REQUIRED ACTION: Return all entries below exactly. Skip nothing.

PROVIDED INFORMATION:

>>

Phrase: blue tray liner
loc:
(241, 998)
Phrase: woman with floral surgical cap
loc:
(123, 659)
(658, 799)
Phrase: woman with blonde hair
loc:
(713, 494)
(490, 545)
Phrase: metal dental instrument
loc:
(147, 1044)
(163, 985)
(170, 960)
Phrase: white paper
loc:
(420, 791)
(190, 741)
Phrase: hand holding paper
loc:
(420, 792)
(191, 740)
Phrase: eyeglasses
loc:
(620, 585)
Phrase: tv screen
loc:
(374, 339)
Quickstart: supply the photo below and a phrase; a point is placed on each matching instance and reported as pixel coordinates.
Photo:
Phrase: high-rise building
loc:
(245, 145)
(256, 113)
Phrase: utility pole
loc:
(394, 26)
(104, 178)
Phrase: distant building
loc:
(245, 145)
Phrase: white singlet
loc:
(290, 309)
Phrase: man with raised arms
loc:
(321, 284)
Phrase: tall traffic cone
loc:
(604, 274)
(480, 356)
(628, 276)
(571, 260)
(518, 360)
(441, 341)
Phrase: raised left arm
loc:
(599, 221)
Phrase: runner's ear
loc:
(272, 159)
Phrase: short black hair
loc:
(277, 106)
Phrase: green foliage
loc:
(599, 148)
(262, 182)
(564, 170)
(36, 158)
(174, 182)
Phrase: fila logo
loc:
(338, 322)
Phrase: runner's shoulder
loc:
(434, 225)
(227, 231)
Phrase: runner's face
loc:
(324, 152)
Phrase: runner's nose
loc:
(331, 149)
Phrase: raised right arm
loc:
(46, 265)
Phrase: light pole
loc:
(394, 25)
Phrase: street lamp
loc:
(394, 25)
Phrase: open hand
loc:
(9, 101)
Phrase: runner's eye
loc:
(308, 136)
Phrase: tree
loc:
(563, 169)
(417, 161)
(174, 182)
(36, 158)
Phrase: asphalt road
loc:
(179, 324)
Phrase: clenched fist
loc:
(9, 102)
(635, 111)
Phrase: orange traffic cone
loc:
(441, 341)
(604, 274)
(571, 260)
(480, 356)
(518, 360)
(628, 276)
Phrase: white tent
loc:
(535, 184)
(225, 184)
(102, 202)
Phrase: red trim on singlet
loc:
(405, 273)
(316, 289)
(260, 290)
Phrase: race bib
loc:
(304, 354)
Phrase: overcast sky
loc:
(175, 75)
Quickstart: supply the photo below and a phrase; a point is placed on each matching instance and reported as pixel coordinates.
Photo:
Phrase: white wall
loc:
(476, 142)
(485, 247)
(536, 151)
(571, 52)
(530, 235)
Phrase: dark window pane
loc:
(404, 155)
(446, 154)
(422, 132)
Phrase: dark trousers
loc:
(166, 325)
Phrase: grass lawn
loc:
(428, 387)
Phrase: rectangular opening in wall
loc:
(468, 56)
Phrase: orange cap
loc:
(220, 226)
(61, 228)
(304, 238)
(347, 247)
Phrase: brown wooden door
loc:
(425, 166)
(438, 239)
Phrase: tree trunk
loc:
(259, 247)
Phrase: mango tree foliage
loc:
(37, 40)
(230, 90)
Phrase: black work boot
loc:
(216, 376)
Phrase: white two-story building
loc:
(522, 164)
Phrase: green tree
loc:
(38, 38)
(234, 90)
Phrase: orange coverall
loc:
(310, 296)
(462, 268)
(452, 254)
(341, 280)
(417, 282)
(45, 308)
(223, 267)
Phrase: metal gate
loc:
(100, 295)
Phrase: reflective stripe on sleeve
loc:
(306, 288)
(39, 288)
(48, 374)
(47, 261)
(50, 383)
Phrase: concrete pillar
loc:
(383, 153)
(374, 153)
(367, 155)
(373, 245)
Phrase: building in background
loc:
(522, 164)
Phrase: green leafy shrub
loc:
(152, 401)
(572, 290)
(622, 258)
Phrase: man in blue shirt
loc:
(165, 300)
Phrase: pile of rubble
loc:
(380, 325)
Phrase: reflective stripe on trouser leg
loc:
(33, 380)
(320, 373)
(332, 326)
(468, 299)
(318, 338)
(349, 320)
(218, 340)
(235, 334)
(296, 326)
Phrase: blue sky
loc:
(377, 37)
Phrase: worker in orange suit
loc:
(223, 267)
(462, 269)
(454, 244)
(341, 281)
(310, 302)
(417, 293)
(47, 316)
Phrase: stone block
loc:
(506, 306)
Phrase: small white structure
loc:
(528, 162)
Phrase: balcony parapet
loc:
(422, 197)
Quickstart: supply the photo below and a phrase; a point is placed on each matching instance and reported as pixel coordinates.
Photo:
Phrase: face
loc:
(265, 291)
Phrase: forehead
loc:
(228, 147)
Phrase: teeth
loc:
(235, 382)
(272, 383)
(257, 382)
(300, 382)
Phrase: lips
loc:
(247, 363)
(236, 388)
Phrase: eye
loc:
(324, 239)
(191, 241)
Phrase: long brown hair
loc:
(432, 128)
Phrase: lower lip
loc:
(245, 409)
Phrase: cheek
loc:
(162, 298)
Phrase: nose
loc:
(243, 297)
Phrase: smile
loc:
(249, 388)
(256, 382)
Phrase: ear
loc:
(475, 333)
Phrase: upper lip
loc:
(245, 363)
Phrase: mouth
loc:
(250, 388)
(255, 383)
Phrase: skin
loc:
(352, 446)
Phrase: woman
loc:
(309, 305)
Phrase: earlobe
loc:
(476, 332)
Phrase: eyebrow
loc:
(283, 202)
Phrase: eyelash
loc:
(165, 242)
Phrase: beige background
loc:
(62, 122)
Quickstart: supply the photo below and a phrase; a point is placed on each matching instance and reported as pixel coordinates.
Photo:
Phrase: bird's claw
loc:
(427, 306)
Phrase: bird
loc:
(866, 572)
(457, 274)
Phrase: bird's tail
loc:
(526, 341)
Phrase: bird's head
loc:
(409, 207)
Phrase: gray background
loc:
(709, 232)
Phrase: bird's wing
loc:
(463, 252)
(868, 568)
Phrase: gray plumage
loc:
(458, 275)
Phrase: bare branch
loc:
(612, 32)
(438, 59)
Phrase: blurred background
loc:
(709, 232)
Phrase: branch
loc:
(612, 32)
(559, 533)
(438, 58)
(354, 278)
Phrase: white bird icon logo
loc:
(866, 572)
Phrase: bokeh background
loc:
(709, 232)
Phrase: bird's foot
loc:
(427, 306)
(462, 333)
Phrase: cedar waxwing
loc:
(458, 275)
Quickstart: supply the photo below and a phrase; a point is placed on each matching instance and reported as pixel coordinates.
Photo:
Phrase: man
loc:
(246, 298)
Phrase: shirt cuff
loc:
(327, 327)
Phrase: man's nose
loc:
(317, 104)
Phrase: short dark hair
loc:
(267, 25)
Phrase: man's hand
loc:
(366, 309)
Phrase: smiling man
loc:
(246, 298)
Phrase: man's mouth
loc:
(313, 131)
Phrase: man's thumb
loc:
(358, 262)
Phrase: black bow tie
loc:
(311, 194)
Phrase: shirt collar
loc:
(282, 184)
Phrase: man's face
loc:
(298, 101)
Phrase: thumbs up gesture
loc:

<<

RESPONSE FOR THIS EXERCISE:
Phrase: blue tray liner
loc:
(241, 998)
Phrase: woman with floral surgical cap
loc:
(123, 659)
(658, 799)
Phrase: woman with blonde hair
loc:
(713, 494)
(490, 545)
Phrase: metal dental instrument
loc:
(147, 1044)
(163, 985)
(170, 960)
Phrase: white paper
loc:
(420, 791)
(190, 741)
Phrase: hand holding paper
loc:
(420, 792)
(191, 740)
Phrase: eyeglasses
loc:
(620, 585)
Phrase: tv screen
loc:
(374, 339)
Quickstart: supply the photo below and a phrase; a point is placed on each matching instance and reported as pixel coordinates.
Photo:
Phrase: high-rise building
loc:
(245, 145)
(256, 113)
Phrase: utility pole
loc:
(394, 26)
(104, 178)
Phrase: distant building
loc:
(245, 145)
Phrase: white singlet
loc:
(290, 309)
Phrase: man with raised arms
loc:
(321, 284)
Phrase: tall traffic cone
loc:
(604, 274)
(480, 356)
(628, 276)
(571, 260)
(518, 360)
(441, 341)
Phrase: raised left arm
loc:
(599, 221)
Phrase: runner's ear
loc:
(272, 159)
Phrase: short black hair
loc:
(277, 106)
Phrase: green foliage
loc:
(599, 148)
(262, 182)
(564, 170)
(36, 158)
(174, 182)
Phrase: fila logo
loc:
(338, 322)
Phrase: runner's shoulder
loc:
(434, 225)
(227, 231)
Phrase: runner's face
loc:
(324, 152)
Phrase: runner's nose
loc:
(331, 149)
Phrase: raised right arm
loc:
(46, 265)
Phrase: light pole
loc:
(394, 25)
Phrase: street lamp
loc:
(394, 25)
Phrase: open hand
loc:
(9, 101)
Phrase: runner's eye
loc:
(308, 136)
Phrase: tree
loc:
(563, 169)
(417, 161)
(174, 182)
(36, 158)
Phrase: asphalt road
loc:
(179, 324)
Phrase: clenched fist
loc:
(9, 102)
(635, 111)
Phrase: orange traffic cone
loc:
(441, 341)
(604, 274)
(571, 260)
(480, 356)
(518, 360)
(628, 276)
Phrase: white tent
loc:
(535, 184)
(225, 184)
(102, 202)
Phrase: red trim on singlet
loc:
(405, 273)
(316, 289)
(260, 290)
Phrase: race bib
loc:
(304, 354)
Phrase: overcast sky
loc:
(175, 75)
Quickstart: supply the photo below and a phrase; a point is placed on each matching instance and reported as pixel coordinates.
Photo:
Phrase: white wall
loc:
(476, 142)
(485, 247)
(536, 151)
(571, 52)
(530, 235)
Phrase: dark window pane
loc:
(404, 155)
(446, 154)
(422, 132)
Phrase: dark trousers
loc:
(166, 325)
Phrase: grass lawn
loc:
(428, 387)
Phrase: rectangular opening in wall
loc:
(468, 56)
Phrase: orange cap
loc:
(220, 226)
(61, 228)
(304, 238)
(347, 247)
Phrase: brown wooden door
loc:
(425, 166)
(438, 239)
Phrase: tree trunk
loc:
(259, 247)
Phrase: mango tree foliage
loc:
(37, 40)
(230, 90)
Phrase: black work boot
loc:
(216, 376)
Phrase: white two-story building
loc:
(522, 164)
Phrase: green tree
loc:
(38, 38)
(234, 90)
Phrase: orange coverall
loc:
(310, 296)
(462, 268)
(452, 254)
(341, 280)
(417, 282)
(45, 308)
(223, 267)
Phrase: metal gate
loc:
(100, 295)
Phrase: reflective stripe on sleeve
loc:
(306, 288)
(39, 288)
(48, 374)
(47, 261)
(50, 383)
Phrase: concrete pillar
loc:
(383, 153)
(374, 153)
(367, 155)
(373, 245)
Phrase: building in background
loc:
(522, 164)
Phrase: green leafy shrub
loc:
(152, 401)
(572, 290)
(622, 258)
Phrase: man in blue shirt
loc:
(165, 300)
Phrase: pile of rubble
loc:
(380, 325)
Phrase: reflective stripe on trouser leg
loc:
(33, 380)
(320, 373)
(332, 326)
(468, 299)
(318, 338)
(349, 320)
(218, 340)
(235, 334)
(296, 326)
Phrase: blue sky
loc:
(377, 37)
Phrase: worker in orange suit
loc:
(223, 267)
(462, 269)
(454, 244)
(341, 281)
(310, 302)
(417, 293)
(47, 316)
Phrase: stone block
loc:
(506, 306)
Phrase: small white structure
loc:
(528, 162)
Phrase: balcony parapet
loc:
(422, 197)
Quickstart: supply the photo below and a phrase; a point is placed on each matching instance and reported as pixel coordinates.
Photo:
Phrase: face
loc:
(265, 291)
Phrase: forehead
loc:
(228, 147)
Phrase: teeth
loc:
(235, 382)
(272, 383)
(257, 382)
(300, 382)
Phrase: lips
loc:
(247, 363)
(236, 388)
Phrase: eye
loc:
(324, 239)
(191, 241)
Phrase: long brown hair
loc:
(432, 128)
Phrase: lower lip
loc:
(245, 409)
Phrase: cheek
loc:
(162, 298)
Phrase: nose
loc:
(243, 297)
Phrase: smile
loc:
(249, 388)
(256, 382)
Phrase: ear
loc:
(475, 333)
Phrase: upper lip
loc:
(245, 363)
Phrase: mouth
loc:
(250, 388)
(255, 383)
Phrase: skin
loc:
(352, 446)
Phrase: woman
loc:
(309, 305)
Phrase: earlobe
loc:
(476, 332)
Phrase: eyebrow
loc:
(283, 202)
Phrase: eyelash
loc:
(165, 242)
Phrase: beige background
loc:
(62, 122)
Quickstart: supply the photo below and a phrase; a point is placed on each matching instance and reported as pixel coordinates.
Photo:
Phrase: bird's claw
loc:
(427, 306)
Phrase: bird
loc:
(866, 572)
(457, 274)
Phrase: bird's tail
loc:
(526, 341)
Phrase: bird's head
loc:
(409, 207)
Phrase: gray background
loc:
(709, 232)
Phrase: bird's wing
loc:
(463, 252)
(868, 568)
Phrase: gray plumage
loc:
(458, 275)
Phrase: bare branch
loc:
(612, 32)
(438, 59)
Phrase: blurred background
loc:
(709, 232)
Phrase: branch
loc:
(612, 32)
(559, 533)
(438, 58)
(354, 278)
Phrase: white bird icon logo
loc:
(866, 572)
Phrase: bokeh background
loc:
(709, 232)
Phrase: bird's foot
loc:
(427, 306)
(462, 333)
Phrase: cedar waxwing
loc:
(458, 275)
Quickstart: supply the photo below and a phrase; a point is placed on each matching instance and reported as pixel coordinates.
Photo:
Phrase: man
loc:
(246, 298)
Phrase: shirt cuff
loc:
(327, 327)
Phrase: man's nose
loc:
(317, 104)
Phrase: short dark hair
loc:
(267, 25)
Phrase: man's hand
loc:
(366, 309)
Phrase: smiling man
loc:
(246, 298)
Phrase: man's mouth
loc:
(313, 131)
Phrase: man's thumb
loc:
(358, 262)
Phrase: black bow tie
loc:
(311, 194)
Phrase: shirt collar
loc:
(282, 184)
Phrase: man's face
loc:
(298, 101)
Phrase: thumbs up gesture
loc:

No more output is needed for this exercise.